-- START ITEMS --
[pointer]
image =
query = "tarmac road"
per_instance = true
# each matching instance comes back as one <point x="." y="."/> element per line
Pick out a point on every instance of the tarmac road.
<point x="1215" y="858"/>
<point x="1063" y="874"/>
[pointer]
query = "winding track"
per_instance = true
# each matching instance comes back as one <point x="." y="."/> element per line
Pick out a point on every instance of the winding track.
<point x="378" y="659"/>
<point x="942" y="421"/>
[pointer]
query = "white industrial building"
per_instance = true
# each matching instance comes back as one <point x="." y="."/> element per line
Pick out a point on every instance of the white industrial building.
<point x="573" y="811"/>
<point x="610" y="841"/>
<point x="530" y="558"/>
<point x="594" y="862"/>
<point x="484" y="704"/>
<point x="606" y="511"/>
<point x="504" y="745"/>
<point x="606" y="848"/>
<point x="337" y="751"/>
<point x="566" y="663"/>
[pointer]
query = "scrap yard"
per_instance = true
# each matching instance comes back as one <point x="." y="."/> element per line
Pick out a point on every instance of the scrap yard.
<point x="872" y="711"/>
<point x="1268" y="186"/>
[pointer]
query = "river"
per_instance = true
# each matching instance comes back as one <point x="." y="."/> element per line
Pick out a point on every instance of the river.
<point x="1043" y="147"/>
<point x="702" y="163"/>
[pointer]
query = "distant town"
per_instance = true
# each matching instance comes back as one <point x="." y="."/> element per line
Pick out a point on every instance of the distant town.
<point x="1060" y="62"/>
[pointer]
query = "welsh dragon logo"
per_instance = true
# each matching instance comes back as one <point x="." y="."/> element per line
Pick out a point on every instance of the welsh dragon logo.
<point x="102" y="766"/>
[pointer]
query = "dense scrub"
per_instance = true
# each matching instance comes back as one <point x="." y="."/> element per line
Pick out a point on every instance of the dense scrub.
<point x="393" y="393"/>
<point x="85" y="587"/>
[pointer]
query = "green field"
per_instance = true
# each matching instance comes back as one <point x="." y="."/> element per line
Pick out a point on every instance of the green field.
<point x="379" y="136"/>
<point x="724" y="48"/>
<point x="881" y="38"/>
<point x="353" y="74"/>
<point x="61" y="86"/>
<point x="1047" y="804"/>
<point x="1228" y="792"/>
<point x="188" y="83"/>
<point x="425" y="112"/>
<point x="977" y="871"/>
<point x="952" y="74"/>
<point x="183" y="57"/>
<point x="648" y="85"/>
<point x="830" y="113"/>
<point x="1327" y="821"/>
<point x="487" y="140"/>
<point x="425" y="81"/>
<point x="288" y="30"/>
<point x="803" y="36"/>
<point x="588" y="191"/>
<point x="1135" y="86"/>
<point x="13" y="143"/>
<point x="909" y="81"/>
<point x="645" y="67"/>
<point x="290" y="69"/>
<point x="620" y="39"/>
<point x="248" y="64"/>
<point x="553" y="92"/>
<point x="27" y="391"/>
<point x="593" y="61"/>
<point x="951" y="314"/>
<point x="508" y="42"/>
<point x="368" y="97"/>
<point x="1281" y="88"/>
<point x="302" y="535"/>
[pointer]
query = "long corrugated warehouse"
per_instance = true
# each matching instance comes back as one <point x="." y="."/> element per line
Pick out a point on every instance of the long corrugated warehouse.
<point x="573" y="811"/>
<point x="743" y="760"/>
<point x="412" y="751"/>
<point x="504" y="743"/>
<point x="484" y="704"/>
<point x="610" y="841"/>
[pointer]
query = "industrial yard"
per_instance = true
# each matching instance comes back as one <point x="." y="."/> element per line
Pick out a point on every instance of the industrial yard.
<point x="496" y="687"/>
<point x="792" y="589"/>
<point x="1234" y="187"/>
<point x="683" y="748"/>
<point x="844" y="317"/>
-- END ITEMS --
REQUIRED WORK
Exactly reproduce every line of the records.

TASK SOLUTION
[pointer]
image =
query = "tarmac road"
per_instance = true
# each matching instance comes back as one <point x="." y="."/> element per line
Pick out a point on every instance of the tarmac road.
<point x="1215" y="858"/>
<point x="1063" y="874"/>
[pointer]
query = "winding track"
per_instance = true
# each matching instance comes back as one <point x="." y="."/> element per line
Pick out a point on every instance of the winding track.
<point x="378" y="659"/>
<point x="942" y="421"/>
[pointer]
query = "white industrial building"
per_instance = true
# each matching instance comes back as one <point x="." y="."/> element per line
Pick out a point on every instance of the white industrial building.
<point x="573" y="811"/>
<point x="610" y="841"/>
<point x="530" y="558"/>
<point x="594" y="862"/>
<point x="484" y="704"/>
<point x="606" y="511"/>
<point x="504" y="745"/>
<point x="606" y="848"/>
<point x="337" y="751"/>
<point x="566" y="663"/>
[pointer]
query = "scrap yard"
per_instance = true
# each matching instance comes back as one <point x="." y="."/> element per line
Pick out a point on every instance of the scrap yard.
<point x="872" y="711"/>
<point x="1268" y="186"/>
[pointer]
query = "river"
per_instance = true
# each matching instance comes back as one <point x="." y="."/> element per line
Pick out a point on every instance of the river.
<point x="1043" y="147"/>
<point x="702" y="163"/>
[pointer]
query = "distant town"
per_instance = true
# each matching instance comes back as one <point x="." y="."/> element per line
Pick out a point on every instance of the distant town.
<point x="1060" y="62"/>
[pointer]
query = "welsh dragon logo"
per_instance = true
# each matching instance comes back as one <point x="." y="."/> element per line
Pick out a point on every instance of the welsh dragon logo.
<point x="102" y="766"/>
[pointer]
query = "dense scrub"
per_instance = true
# each matching instance comes back as one <point x="." y="."/> element per line
Pick out a point on every instance of the dense scrub.
<point x="393" y="393"/>
<point x="85" y="587"/>
[pointer]
query = "green field"
per_instance = true
# each matching instance comes back as one <point x="." y="."/> element per line
Pick out a point on every instance of the green field.
<point x="379" y="136"/>
<point x="724" y="48"/>
<point x="881" y="38"/>
<point x="353" y="74"/>
<point x="61" y="86"/>
<point x="1047" y="804"/>
<point x="1228" y="792"/>
<point x="188" y="83"/>
<point x="425" y="112"/>
<point x="977" y="871"/>
<point x="952" y="74"/>
<point x="183" y="57"/>
<point x="648" y="85"/>
<point x="830" y="113"/>
<point x="1327" y="821"/>
<point x="487" y="140"/>
<point x="425" y="81"/>
<point x="288" y="30"/>
<point x="803" y="36"/>
<point x="588" y="191"/>
<point x="1135" y="86"/>
<point x="13" y="143"/>
<point x="909" y="81"/>
<point x="645" y="67"/>
<point x="290" y="69"/>
<point x="620" y="39"/>
<point x="248" y="64"/>
<point x="553" y="92"/>
<point x="27" y="391"/>
<point x="593" y="61"/>
<point x="951" y="314"/>
<point x="508" y="42"/>
<point x="368" y="97"/>
<point x="1281" y="88"/>
<point x="302" y="535"/>
[pointer]
query = "long corrugated warehouse"
per_instance = true
# each matching instance comes back as one <point x="." y="."/> element per line
Pick out a point on every instance of the long corrugated warehouse.
<point x="573" y="811"/>
<point x="743" y="760"/>
<point x="412" y="751"/>
<point x="504" y="743"/>
<point x="484" y="704"/>
<point x="610" y="841"/>
[pointer]
query = "industrial yard"
per_instance = true
# each matching instance comes back as one <point x="." y="."/> element per line
Pick out a point on every instance of the industrial yard.
<point x="496" y="687"/>
<point x="792" y="589"/>
<point x="1234" y="187"/>
<point x="683" y="748"/>
<point x="844" y="317"/>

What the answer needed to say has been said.